■ WRITTEN EXERCISE
Give back exactly the lines from the one containing "Thank you for the photo. Could you indicate the bright" through the end of the records, including both, and no others.

■ SOURCE MATERIAL

=====

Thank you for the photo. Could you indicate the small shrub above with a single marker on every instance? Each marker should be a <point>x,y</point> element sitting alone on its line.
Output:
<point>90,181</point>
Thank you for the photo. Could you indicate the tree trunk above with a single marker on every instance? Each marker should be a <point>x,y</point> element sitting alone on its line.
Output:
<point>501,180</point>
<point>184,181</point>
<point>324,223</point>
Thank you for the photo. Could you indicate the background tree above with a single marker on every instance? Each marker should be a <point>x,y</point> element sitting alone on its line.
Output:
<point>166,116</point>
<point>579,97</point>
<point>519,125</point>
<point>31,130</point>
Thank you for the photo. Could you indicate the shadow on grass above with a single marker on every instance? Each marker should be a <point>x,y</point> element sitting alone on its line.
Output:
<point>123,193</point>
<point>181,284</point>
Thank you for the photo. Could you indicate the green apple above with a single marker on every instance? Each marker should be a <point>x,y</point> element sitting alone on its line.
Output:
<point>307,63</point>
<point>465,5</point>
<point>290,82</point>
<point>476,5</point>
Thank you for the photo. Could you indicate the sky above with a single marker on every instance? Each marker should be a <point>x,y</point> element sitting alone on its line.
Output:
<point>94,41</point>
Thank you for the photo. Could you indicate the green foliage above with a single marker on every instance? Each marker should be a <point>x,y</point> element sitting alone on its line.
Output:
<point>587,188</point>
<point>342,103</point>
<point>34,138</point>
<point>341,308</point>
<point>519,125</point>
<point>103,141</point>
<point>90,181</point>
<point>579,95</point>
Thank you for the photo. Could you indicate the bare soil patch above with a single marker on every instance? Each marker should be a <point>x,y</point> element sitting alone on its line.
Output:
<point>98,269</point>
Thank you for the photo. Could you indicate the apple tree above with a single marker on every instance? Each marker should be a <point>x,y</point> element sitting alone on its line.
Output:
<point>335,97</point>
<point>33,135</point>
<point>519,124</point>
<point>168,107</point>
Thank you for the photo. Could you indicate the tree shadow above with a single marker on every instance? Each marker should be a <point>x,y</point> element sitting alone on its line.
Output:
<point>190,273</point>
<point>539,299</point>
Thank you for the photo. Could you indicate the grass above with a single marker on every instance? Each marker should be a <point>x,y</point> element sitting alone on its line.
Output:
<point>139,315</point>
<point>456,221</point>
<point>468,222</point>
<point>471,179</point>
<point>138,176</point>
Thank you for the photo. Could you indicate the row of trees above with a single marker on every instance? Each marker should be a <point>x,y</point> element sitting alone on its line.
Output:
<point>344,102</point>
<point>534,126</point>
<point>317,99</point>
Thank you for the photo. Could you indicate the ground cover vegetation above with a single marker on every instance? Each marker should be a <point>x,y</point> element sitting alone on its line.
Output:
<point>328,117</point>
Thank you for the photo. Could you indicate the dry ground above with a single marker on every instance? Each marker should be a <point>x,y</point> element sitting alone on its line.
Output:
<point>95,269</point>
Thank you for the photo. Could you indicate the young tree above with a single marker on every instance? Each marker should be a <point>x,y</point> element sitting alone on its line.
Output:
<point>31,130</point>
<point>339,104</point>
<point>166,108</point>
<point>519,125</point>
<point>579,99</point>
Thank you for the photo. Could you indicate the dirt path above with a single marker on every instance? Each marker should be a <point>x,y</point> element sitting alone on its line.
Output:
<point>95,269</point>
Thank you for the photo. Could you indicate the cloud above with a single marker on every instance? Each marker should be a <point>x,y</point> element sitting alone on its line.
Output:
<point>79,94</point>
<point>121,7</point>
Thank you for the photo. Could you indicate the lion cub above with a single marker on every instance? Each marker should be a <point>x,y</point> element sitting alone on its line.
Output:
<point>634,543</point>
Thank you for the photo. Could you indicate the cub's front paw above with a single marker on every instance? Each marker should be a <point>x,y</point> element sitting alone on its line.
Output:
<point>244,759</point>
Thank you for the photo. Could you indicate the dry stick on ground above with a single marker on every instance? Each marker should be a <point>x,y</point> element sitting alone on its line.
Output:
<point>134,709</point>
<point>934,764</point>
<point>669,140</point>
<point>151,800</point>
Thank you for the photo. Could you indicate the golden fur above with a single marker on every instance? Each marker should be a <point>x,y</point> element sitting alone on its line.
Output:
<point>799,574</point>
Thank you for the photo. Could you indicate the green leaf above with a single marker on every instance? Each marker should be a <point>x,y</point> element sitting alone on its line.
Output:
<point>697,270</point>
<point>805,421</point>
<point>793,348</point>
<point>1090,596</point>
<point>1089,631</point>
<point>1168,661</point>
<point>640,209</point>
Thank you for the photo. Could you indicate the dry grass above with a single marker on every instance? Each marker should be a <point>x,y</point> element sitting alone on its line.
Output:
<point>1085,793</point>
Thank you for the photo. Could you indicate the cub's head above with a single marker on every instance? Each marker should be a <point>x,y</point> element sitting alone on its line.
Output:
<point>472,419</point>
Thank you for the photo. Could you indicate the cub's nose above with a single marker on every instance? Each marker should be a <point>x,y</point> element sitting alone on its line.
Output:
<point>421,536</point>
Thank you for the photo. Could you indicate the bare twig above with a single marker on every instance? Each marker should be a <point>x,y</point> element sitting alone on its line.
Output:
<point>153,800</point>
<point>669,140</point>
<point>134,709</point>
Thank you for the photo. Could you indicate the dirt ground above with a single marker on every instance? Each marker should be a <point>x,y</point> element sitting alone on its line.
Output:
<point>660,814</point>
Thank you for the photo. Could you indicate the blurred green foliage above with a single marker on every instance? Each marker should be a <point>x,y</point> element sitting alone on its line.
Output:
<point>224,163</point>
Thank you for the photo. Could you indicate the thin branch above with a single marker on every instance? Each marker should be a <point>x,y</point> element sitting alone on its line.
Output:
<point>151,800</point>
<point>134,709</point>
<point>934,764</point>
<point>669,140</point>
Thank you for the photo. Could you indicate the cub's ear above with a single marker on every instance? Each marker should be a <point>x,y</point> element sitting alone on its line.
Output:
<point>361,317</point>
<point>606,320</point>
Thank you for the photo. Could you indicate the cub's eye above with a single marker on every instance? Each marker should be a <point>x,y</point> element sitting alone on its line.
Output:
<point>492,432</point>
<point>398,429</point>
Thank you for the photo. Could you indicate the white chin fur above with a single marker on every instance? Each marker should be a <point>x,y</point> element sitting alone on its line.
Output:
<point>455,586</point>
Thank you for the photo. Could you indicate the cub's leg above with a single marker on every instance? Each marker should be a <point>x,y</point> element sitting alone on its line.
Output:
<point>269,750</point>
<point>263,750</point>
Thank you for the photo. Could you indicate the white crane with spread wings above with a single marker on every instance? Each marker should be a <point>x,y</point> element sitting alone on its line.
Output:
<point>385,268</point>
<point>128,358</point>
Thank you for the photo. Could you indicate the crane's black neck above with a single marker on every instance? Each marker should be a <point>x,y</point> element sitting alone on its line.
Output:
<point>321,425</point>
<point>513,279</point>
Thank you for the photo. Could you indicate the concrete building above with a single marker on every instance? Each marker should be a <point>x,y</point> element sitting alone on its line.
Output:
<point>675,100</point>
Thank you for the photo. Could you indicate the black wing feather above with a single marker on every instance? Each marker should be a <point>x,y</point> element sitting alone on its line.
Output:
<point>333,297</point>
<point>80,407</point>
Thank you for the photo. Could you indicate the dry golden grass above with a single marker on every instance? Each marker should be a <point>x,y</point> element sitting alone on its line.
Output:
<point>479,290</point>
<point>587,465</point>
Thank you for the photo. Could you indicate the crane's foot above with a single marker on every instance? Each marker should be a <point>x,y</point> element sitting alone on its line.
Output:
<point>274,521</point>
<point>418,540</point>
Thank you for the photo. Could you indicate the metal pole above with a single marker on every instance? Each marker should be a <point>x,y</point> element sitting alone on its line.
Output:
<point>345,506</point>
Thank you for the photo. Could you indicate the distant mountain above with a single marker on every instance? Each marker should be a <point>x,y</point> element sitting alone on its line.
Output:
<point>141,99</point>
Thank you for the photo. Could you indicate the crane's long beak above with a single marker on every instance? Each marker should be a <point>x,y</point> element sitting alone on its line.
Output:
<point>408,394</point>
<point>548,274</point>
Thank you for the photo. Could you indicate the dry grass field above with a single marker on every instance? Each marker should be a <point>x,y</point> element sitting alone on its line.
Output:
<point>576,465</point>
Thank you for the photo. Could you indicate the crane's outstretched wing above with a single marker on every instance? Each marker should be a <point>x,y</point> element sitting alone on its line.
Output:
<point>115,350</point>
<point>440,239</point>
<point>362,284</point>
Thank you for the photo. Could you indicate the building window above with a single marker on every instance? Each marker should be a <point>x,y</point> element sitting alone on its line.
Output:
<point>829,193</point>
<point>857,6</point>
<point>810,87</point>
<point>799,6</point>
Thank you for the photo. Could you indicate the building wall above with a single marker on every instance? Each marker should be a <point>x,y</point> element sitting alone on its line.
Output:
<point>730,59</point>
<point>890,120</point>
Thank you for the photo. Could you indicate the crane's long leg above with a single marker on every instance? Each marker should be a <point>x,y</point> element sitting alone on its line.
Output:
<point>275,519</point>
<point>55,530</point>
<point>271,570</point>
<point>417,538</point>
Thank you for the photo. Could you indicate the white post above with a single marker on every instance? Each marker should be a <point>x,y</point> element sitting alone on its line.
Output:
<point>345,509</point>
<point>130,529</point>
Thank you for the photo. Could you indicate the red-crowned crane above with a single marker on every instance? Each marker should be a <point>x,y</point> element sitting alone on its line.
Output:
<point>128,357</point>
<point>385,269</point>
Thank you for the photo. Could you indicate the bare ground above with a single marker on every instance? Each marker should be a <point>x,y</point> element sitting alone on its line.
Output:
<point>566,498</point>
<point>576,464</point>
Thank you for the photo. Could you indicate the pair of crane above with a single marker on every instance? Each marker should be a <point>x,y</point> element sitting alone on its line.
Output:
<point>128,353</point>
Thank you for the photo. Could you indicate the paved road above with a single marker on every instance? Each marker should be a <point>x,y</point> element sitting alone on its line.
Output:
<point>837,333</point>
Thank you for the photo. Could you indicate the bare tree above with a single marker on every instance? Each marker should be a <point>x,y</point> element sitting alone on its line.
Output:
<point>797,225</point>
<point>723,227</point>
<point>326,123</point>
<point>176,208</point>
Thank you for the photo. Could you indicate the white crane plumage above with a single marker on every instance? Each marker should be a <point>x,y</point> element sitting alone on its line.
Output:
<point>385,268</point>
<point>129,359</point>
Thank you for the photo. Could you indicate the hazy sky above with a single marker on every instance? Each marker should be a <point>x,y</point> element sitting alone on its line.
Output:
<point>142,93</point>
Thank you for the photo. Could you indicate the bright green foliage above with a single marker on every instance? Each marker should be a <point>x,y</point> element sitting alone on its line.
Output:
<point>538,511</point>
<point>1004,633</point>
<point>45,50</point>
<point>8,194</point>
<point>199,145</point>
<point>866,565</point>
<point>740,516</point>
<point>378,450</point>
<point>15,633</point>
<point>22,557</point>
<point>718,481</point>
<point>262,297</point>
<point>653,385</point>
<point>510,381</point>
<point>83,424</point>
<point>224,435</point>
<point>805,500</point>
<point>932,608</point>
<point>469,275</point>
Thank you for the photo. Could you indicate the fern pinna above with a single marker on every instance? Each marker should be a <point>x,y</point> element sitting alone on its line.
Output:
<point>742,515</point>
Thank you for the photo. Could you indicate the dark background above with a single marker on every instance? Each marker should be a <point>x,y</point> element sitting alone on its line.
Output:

=====

■ ANSWER IN FULL
Thank you for the photo. Could you indicate the bright green foliage above with a single marker on every instance? Each marker should be a <point>x,y</point> element sitting alone on its line.
Output:
<point>538,511</point>
<point>1004,633</point>
<point>45,50</point>
<point>8,194</point>
<point>199,145</point>
<point>866,565</point>
<point>740,516</point>
<point>378,450</point>
<point>15,633</point>
<point>22,557</point>
<point>718,481</point>
<point>262,297</point>
<point>653,385</point>
<point>510,381</point>
<point>83,424</point>
<point>224,435</point>
<point>805,500</point>
<point>932,608</point>
<point>469,275</point>
Thank you for the photo. Could you indicate the fern pinna above with a single marker on every instance? Each marker should be a <point>x,y</point> element sitting alone on its line.
Output:
<point>742,515</point>
Thank you for the photo. Could you indicate the dark background above with a single marker on every instance? Each marker should be a <point>x,y</point> element sitting alone on its line.
Output:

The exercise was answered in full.